* **Your instructions**:
Pick out every line in the records below that contains the word "license" and copy each one.

* **Extracted data**:
[Start]
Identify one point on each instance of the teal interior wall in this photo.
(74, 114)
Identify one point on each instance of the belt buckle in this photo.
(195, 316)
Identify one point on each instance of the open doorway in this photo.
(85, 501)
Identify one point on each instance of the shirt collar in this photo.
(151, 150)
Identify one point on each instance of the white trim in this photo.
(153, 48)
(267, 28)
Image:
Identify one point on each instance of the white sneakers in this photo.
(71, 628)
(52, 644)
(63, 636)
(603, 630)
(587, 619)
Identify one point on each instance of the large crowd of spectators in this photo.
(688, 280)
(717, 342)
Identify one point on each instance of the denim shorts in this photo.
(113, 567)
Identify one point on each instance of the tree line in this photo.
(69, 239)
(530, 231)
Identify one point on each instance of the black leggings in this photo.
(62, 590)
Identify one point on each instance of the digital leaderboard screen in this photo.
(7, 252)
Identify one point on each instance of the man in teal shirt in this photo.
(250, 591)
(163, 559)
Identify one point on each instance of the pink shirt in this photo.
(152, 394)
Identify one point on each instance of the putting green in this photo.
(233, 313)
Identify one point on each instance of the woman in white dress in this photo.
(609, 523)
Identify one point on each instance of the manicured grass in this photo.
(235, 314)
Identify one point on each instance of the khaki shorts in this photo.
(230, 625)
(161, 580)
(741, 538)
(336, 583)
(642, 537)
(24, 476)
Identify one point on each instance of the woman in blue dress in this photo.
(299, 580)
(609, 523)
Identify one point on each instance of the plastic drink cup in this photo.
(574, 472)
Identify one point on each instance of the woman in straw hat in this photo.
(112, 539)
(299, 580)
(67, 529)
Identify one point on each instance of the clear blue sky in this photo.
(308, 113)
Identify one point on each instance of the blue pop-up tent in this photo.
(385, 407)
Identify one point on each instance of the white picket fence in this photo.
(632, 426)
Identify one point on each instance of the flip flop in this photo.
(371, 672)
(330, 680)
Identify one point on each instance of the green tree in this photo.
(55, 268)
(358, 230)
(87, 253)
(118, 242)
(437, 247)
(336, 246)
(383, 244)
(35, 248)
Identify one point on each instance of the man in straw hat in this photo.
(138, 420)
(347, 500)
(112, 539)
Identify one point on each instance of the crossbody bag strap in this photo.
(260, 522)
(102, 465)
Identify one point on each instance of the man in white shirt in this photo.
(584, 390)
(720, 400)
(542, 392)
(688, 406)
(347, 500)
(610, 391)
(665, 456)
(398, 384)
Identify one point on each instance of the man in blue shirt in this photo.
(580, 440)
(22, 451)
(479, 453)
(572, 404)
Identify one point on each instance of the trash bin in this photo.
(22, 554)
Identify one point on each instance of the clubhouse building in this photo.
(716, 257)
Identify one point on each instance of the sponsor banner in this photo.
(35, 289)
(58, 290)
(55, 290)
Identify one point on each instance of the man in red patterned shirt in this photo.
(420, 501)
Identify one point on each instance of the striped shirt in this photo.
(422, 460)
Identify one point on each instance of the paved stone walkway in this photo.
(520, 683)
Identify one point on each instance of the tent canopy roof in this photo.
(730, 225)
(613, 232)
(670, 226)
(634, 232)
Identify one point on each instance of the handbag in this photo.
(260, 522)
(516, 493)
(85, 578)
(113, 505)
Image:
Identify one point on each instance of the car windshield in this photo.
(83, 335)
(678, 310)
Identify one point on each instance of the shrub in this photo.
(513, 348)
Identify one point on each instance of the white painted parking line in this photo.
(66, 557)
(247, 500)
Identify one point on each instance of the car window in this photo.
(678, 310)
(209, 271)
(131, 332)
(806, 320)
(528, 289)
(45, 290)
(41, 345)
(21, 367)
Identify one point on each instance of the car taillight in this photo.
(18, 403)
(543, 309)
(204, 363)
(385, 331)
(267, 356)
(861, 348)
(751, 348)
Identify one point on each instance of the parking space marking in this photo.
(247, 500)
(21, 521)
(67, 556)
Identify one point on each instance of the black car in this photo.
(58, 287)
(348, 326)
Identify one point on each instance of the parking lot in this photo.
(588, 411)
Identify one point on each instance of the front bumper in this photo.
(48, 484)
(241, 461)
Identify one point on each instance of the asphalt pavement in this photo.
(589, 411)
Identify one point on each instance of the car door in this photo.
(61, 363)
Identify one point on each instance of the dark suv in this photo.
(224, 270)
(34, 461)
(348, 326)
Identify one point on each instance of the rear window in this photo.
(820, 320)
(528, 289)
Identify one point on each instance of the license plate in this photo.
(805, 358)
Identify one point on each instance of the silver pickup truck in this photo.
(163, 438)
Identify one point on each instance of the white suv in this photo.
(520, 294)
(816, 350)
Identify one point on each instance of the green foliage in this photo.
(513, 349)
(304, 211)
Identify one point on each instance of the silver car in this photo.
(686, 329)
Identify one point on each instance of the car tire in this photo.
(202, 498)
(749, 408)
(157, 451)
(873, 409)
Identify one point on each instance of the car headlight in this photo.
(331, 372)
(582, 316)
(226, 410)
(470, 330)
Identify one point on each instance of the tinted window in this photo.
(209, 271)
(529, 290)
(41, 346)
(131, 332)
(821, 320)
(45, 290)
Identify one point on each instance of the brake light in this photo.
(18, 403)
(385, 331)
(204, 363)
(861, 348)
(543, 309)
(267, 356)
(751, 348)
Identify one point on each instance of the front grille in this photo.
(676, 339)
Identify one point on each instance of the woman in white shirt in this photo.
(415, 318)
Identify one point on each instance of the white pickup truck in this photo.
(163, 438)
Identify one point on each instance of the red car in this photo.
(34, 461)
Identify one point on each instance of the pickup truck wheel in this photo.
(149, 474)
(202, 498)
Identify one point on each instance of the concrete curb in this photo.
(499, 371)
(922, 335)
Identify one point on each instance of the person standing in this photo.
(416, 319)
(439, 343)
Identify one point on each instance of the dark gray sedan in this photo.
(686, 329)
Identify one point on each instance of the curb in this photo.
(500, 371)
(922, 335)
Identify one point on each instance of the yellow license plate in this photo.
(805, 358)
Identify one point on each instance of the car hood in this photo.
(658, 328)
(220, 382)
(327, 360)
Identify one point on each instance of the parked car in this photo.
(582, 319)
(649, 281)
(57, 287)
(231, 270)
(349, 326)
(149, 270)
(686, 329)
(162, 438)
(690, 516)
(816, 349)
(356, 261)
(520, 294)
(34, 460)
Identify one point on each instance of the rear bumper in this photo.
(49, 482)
[End]
[Start]
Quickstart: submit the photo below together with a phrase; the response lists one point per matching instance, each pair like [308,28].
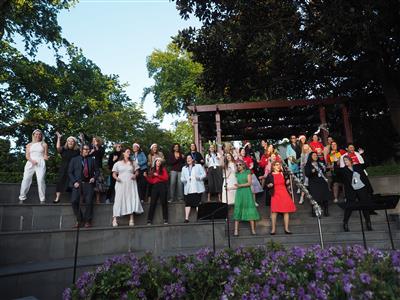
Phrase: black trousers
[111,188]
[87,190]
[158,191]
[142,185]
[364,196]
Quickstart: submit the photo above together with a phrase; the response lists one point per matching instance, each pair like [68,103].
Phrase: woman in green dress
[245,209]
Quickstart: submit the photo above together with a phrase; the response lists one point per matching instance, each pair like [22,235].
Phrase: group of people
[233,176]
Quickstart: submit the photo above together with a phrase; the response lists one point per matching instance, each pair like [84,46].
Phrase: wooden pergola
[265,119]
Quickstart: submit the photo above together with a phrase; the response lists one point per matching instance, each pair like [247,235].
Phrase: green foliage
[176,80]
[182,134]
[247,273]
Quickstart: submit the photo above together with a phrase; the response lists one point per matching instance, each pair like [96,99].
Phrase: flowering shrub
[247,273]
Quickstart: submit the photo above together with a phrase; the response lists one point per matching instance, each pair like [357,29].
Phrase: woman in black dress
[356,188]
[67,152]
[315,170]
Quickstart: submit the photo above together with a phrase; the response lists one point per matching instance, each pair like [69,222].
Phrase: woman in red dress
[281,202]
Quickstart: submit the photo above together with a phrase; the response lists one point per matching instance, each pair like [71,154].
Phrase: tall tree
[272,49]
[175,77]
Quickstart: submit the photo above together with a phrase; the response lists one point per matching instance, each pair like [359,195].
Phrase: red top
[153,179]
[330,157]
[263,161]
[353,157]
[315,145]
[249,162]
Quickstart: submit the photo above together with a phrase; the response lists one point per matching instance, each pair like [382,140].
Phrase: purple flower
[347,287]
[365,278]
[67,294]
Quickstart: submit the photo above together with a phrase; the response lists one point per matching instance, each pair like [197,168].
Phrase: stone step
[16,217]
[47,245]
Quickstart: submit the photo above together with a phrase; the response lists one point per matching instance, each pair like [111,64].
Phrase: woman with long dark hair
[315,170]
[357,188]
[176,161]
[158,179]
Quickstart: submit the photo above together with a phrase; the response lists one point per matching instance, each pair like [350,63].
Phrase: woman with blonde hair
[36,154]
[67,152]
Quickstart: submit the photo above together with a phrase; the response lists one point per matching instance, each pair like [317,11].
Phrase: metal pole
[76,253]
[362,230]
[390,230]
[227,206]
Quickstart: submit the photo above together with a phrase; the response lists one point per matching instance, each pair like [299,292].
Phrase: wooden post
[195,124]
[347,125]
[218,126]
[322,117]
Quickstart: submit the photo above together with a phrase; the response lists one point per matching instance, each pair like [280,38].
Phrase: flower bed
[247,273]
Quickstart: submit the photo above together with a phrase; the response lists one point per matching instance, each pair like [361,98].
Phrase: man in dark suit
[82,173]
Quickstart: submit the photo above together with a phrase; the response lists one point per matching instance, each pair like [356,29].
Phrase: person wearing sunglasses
[End]
* **Output below**:
Identify one point on each instance of the license plate in this photo.
Identify one point on each instance of the yellow license plate in this photo.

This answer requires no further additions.